■ STATED GOAL: Shift every vertex coordinate in the polygon outlines up by 87, and reproduce each line in the stretch from the line containing "# segment --target catalpa leaf" through the line containing "[[[0,3],[0,54],[19,57],[30,51],[38,28],[38,17],[20,2]]]", both ends included. Leave all other text in those lines unchanged.

■ DATA PROVIDED:
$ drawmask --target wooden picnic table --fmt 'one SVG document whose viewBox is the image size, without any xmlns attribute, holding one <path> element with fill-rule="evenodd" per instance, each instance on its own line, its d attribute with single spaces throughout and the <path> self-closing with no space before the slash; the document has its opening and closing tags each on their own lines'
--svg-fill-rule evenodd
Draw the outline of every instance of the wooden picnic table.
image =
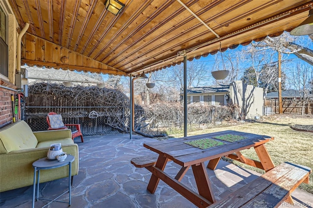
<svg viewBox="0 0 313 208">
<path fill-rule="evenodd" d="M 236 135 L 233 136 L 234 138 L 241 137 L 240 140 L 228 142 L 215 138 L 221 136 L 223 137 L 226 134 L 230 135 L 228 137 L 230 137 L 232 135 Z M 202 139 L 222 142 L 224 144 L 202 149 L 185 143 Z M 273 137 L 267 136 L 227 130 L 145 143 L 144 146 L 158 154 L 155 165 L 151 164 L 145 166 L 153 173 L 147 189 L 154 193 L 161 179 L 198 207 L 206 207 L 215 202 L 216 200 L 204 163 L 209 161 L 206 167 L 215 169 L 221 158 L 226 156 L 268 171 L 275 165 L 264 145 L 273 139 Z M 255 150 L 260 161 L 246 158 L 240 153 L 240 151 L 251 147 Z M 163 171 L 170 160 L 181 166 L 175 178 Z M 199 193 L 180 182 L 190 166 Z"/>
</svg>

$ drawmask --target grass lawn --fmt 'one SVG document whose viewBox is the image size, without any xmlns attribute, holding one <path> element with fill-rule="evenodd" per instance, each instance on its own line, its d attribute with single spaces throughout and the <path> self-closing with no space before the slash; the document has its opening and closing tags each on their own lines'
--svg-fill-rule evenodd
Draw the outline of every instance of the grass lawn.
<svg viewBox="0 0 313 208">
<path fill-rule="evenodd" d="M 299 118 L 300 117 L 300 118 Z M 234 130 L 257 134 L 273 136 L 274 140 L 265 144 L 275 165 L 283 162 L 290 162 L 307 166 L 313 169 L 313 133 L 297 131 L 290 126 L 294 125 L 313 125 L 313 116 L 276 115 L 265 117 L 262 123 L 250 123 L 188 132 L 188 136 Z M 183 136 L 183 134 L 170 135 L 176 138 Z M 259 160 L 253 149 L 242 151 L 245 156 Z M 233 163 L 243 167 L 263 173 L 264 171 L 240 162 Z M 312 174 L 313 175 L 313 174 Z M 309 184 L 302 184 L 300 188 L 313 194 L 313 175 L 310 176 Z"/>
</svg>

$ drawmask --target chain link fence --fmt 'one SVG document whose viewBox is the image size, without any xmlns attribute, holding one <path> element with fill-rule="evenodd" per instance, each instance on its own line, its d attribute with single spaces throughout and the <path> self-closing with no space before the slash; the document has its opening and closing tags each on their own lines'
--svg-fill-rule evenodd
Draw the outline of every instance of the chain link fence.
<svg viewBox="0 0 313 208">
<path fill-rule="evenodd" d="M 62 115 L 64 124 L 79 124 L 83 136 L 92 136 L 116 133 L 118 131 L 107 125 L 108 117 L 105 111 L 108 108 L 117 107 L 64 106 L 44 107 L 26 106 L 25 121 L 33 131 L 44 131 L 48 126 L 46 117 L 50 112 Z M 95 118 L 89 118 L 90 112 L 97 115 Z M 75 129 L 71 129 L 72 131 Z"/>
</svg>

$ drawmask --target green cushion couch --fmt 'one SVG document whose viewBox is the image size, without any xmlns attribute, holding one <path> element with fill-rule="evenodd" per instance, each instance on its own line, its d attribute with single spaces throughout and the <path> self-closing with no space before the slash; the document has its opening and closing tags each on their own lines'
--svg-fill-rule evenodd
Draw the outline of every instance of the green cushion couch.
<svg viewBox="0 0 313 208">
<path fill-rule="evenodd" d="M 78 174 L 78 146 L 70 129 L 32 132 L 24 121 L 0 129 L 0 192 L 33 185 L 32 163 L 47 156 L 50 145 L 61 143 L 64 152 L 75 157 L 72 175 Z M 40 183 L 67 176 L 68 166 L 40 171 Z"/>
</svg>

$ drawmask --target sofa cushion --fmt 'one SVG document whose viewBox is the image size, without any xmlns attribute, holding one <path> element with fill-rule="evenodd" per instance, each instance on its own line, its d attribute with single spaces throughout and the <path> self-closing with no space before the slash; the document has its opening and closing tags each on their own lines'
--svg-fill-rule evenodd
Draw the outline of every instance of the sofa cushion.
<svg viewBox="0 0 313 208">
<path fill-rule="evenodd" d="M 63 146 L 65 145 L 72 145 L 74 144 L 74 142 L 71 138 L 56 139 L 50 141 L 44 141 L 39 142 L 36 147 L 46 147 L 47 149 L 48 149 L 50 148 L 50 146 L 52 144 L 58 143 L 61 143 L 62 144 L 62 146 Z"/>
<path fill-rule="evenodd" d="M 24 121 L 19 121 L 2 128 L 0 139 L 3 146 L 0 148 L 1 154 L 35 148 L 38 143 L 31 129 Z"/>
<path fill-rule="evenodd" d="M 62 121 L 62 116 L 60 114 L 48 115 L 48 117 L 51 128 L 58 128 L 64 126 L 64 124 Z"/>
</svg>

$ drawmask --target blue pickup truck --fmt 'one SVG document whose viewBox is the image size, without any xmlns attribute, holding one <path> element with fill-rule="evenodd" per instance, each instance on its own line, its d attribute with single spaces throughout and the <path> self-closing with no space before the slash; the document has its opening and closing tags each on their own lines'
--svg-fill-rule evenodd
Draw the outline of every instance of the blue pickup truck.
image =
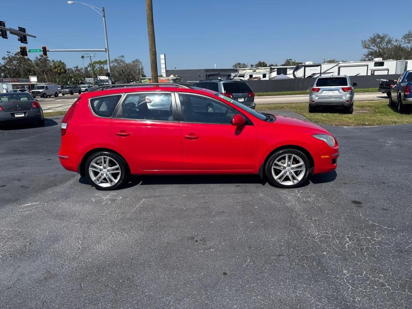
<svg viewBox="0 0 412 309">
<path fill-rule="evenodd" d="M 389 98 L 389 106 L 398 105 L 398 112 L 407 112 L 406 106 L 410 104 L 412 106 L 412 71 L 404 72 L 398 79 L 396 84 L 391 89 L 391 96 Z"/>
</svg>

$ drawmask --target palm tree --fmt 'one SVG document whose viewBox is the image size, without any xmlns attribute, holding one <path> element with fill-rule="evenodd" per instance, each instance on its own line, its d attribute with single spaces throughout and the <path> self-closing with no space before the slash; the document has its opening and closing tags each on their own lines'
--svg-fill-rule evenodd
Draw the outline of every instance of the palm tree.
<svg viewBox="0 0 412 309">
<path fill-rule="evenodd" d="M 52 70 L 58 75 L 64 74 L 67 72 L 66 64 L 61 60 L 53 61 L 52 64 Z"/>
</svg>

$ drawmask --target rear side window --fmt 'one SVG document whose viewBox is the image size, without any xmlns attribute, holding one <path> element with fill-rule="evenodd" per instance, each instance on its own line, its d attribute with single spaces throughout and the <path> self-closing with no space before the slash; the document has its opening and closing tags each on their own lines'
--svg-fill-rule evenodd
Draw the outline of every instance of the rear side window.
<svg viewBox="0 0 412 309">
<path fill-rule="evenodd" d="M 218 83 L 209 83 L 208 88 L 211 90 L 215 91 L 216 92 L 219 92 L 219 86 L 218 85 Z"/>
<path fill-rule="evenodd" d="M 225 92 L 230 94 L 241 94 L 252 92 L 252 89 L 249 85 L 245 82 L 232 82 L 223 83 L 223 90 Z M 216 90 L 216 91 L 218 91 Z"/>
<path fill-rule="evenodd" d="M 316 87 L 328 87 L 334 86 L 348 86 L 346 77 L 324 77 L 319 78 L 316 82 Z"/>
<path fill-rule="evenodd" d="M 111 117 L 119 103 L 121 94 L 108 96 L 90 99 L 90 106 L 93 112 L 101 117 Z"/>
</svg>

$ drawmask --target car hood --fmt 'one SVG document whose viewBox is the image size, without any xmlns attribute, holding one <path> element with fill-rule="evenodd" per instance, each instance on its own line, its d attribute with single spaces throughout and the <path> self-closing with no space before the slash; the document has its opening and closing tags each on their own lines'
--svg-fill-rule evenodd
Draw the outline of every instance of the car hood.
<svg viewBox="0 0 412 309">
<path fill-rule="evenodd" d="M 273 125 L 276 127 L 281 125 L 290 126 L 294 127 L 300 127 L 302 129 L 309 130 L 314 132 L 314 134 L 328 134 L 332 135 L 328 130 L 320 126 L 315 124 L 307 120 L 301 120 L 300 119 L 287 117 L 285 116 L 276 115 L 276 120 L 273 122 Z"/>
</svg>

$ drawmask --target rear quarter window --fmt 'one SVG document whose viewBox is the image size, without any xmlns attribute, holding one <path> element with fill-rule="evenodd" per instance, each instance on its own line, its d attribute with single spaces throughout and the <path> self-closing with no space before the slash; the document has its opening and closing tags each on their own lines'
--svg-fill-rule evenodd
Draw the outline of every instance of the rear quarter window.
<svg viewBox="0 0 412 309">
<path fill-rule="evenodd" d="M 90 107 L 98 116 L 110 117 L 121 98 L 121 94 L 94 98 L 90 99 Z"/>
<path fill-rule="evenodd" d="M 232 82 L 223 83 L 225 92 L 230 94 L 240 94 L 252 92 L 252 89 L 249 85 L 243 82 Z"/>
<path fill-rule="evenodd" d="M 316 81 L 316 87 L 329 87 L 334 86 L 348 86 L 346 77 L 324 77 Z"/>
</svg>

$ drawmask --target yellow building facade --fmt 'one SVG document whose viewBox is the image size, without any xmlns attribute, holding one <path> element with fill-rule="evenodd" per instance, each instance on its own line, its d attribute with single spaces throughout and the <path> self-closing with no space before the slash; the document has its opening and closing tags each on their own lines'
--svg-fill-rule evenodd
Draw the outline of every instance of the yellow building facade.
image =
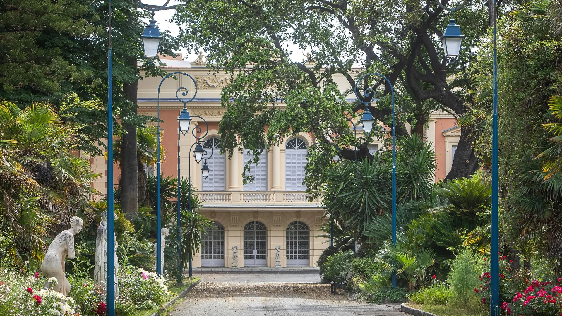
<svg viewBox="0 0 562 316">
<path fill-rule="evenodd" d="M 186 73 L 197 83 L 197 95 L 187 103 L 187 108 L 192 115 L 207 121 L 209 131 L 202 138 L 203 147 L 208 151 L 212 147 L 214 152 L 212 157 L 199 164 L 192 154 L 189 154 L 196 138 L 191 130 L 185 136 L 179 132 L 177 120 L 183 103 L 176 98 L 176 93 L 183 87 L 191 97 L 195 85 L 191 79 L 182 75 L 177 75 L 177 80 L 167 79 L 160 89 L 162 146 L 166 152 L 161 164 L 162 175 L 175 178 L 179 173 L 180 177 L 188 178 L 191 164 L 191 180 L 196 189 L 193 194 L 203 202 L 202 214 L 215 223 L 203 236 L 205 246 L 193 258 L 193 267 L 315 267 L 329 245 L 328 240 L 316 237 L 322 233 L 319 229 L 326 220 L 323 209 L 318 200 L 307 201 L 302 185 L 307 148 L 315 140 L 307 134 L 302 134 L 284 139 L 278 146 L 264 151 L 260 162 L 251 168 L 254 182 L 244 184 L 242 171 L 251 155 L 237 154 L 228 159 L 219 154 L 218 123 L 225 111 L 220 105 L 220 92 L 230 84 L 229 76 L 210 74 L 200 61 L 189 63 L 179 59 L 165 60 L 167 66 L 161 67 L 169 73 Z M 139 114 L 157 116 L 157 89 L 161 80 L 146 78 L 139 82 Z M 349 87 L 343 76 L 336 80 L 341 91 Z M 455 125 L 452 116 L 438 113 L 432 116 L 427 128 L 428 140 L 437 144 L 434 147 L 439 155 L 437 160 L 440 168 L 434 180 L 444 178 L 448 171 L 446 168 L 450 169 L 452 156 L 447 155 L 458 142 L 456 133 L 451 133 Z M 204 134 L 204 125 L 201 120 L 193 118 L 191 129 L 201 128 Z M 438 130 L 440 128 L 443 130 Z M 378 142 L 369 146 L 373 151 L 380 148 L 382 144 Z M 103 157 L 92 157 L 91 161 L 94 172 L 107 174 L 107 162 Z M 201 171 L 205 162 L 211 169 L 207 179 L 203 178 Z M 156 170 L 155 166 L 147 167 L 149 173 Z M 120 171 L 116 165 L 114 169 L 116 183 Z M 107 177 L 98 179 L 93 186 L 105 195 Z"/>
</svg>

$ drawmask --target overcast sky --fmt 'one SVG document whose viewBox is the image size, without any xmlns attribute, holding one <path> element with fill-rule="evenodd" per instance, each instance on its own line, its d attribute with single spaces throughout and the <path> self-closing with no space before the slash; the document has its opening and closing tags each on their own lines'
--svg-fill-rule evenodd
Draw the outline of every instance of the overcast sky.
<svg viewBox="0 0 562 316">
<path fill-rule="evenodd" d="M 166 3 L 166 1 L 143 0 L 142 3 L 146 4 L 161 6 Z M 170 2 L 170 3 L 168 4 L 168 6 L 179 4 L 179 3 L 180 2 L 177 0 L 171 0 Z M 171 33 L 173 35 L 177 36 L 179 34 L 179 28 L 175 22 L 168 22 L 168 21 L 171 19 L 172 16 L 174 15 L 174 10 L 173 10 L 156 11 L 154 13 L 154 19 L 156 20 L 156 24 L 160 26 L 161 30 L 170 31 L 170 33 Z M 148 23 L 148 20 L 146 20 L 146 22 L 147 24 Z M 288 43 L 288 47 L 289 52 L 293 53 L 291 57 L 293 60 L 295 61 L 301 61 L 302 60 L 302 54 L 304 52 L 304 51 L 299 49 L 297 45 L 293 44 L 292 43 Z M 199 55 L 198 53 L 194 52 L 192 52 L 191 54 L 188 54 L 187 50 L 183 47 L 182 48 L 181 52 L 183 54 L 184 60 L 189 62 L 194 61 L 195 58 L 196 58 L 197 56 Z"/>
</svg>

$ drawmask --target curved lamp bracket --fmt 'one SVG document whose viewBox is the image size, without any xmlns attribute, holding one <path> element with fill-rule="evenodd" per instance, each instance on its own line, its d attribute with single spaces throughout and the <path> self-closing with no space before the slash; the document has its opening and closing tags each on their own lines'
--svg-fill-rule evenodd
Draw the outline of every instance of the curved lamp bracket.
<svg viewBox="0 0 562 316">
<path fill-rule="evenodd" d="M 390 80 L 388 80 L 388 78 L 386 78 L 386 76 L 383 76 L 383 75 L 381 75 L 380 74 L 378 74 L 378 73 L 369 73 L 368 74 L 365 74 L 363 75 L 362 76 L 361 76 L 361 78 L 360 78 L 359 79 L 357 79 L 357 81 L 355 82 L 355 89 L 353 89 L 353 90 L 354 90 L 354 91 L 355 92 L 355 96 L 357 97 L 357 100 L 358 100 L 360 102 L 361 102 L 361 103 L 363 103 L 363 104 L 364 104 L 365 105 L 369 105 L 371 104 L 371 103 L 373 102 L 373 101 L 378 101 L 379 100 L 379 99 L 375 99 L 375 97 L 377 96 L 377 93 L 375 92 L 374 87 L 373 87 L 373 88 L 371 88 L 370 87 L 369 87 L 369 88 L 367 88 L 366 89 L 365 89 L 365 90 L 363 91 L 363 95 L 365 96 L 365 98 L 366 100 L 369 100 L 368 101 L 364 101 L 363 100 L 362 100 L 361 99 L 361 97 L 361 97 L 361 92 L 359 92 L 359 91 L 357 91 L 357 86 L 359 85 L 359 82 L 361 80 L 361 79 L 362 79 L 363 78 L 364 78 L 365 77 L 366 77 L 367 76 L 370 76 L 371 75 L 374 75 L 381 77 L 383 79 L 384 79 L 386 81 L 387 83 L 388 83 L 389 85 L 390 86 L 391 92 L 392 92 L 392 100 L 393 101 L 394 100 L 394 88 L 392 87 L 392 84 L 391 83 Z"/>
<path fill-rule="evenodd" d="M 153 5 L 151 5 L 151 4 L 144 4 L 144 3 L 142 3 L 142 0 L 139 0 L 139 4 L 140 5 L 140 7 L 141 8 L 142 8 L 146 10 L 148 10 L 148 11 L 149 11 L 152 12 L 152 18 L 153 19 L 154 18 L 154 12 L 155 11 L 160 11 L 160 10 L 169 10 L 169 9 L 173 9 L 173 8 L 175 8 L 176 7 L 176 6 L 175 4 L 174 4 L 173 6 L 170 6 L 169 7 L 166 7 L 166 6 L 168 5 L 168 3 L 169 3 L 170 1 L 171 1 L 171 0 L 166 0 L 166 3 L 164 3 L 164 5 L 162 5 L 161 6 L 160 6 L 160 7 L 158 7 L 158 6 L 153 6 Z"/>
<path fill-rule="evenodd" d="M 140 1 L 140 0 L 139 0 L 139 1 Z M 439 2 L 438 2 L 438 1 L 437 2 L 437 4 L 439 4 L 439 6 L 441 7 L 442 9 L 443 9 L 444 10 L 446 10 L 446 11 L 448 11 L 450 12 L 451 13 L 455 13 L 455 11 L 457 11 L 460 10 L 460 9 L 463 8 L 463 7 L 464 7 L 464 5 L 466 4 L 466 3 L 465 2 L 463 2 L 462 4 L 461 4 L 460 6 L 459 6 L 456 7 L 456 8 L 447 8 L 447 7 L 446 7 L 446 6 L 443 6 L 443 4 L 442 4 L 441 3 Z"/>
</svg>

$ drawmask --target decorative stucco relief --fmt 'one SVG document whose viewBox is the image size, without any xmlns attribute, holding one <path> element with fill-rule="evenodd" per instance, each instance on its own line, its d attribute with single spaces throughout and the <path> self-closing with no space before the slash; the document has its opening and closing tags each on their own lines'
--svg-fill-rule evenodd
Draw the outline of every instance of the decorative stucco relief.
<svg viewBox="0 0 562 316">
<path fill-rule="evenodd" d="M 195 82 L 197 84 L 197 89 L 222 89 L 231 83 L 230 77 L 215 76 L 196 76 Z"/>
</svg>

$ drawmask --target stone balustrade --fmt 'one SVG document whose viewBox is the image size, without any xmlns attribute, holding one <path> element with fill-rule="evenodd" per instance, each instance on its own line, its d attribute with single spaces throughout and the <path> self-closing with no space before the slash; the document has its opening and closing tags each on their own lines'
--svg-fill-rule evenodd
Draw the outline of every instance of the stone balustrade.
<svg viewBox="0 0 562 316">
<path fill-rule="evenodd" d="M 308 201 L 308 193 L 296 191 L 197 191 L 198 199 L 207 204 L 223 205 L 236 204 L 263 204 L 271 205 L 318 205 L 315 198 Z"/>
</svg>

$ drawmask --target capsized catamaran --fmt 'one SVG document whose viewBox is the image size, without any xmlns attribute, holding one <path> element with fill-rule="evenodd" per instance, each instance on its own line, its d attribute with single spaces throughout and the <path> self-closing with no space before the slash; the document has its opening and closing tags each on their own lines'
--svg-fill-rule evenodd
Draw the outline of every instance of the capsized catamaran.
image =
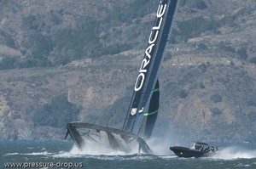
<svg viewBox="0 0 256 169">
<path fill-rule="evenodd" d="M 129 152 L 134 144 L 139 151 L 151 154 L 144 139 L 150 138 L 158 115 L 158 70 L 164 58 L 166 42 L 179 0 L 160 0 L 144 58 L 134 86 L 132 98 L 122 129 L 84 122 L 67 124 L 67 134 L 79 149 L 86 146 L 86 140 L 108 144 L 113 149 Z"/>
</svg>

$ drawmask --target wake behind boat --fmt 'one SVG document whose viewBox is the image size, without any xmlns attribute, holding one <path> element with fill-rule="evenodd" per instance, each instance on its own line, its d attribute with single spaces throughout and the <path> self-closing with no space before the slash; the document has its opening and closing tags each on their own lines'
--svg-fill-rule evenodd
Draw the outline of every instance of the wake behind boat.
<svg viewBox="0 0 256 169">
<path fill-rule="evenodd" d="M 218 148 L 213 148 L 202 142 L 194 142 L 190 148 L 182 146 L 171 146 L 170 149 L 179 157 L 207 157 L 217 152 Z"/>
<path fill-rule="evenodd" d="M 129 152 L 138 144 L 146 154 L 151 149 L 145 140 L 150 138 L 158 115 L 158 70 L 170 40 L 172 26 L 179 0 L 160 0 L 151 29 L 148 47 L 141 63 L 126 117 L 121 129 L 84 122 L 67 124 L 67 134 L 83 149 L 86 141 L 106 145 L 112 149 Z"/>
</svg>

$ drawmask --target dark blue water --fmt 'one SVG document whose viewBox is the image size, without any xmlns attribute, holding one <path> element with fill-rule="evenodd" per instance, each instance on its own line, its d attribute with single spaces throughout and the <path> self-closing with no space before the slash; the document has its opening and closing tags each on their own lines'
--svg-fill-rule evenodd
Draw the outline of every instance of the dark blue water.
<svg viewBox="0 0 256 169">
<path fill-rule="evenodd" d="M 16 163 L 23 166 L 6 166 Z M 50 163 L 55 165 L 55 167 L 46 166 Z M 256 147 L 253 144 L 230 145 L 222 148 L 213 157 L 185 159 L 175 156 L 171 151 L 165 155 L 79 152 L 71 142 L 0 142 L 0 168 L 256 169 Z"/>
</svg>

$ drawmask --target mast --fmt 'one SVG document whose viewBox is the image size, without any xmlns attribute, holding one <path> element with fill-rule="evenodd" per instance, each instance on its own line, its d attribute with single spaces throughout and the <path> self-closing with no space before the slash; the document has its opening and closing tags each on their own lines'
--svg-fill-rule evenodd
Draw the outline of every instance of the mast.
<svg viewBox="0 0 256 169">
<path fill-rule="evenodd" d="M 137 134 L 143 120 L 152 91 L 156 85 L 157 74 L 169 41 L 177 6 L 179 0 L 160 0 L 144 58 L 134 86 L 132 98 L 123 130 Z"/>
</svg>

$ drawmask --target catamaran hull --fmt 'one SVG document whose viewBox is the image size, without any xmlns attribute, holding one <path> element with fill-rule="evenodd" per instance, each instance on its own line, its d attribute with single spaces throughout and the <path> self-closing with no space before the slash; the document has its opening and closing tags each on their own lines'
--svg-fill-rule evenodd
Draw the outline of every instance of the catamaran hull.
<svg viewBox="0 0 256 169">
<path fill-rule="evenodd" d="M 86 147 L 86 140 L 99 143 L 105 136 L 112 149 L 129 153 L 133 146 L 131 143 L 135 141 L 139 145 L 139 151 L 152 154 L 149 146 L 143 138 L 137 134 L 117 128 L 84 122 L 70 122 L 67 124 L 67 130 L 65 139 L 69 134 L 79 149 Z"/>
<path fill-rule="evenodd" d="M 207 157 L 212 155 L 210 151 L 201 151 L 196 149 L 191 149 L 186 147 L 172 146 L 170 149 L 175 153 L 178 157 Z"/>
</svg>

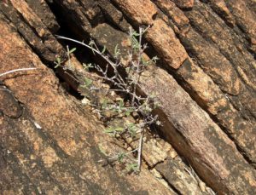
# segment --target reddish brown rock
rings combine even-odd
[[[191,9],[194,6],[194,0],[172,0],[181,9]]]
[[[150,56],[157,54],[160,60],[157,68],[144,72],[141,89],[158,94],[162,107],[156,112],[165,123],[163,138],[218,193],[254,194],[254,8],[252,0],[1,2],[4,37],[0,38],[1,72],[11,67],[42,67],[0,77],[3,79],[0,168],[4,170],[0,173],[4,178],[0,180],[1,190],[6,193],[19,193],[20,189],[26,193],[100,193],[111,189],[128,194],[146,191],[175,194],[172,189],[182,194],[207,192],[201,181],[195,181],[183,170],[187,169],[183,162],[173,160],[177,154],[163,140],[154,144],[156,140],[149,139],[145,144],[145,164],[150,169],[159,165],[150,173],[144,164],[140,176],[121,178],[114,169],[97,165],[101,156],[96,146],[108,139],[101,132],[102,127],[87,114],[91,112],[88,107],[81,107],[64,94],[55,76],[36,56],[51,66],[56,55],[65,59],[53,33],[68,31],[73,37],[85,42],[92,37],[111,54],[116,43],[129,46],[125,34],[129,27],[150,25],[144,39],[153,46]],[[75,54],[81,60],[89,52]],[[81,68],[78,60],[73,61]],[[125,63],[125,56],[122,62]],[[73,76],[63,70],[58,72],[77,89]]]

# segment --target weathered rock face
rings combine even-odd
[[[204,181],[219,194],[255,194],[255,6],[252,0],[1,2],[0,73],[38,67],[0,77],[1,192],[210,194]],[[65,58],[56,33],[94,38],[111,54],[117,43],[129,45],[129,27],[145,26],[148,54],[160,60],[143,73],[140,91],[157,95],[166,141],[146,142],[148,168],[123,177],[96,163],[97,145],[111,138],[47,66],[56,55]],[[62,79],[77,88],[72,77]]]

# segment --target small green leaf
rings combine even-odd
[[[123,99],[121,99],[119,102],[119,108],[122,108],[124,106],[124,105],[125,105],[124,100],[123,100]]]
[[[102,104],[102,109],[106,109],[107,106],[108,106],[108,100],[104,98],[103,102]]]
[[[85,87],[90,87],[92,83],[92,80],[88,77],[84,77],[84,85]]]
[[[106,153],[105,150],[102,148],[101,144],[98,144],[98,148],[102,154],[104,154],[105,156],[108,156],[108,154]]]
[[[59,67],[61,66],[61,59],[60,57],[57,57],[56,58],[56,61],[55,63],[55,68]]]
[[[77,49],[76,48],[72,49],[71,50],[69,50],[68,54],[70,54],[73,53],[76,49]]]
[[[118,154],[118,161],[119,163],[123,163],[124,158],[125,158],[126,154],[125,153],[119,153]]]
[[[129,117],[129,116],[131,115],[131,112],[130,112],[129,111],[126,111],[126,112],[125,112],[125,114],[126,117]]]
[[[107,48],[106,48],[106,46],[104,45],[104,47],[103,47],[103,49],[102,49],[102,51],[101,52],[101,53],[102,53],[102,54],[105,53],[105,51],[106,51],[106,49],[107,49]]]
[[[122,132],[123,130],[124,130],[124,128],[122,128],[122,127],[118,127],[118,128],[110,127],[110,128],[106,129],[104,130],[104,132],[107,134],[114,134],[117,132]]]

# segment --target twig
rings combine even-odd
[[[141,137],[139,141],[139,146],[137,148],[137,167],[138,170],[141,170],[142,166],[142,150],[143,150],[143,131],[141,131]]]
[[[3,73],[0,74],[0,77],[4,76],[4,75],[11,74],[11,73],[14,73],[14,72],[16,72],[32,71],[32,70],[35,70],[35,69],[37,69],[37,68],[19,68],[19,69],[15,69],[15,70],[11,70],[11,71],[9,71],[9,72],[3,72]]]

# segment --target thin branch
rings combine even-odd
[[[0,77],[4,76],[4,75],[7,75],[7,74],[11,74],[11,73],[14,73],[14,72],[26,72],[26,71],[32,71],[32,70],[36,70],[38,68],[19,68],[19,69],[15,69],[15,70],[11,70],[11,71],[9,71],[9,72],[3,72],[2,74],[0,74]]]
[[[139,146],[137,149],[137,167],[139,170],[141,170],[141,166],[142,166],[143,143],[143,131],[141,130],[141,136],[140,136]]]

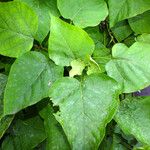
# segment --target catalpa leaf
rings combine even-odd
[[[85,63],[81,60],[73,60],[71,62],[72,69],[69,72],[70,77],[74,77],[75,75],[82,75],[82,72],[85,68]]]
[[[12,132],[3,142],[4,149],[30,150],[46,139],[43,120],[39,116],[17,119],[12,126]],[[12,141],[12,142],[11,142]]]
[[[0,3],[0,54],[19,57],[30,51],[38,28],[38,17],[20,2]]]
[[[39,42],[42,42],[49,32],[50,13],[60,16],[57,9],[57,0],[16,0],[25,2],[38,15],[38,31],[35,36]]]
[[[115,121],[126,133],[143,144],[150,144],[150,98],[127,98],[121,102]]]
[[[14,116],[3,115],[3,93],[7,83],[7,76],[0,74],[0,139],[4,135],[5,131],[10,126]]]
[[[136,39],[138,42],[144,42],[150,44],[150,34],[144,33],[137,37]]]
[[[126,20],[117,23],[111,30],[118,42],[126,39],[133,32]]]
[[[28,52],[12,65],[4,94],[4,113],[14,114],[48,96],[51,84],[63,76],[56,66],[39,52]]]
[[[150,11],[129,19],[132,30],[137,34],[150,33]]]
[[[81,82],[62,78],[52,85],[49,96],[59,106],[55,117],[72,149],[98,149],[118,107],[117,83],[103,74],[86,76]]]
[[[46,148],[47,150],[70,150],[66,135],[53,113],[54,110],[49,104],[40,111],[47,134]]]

■ COMPLETED TASK:
# segment --target catalpa leaf
rings combine even-odd
[[[172,150],[168,147],[160,147],[158,149],[159,156],[156,159],[157,164],[161,164],[162,162],[169,162],[169,159],[172,155]]]
[[[99,219],[90,229],[91,236],[117,237],[133,226],[130,207],[126,203],[104,206],[99,213]],[[99,228],[99,229],[98,229]]]
[[[87,90],[87,141],[106,144],[117,138],[125,115],[125,104],[107,89]]]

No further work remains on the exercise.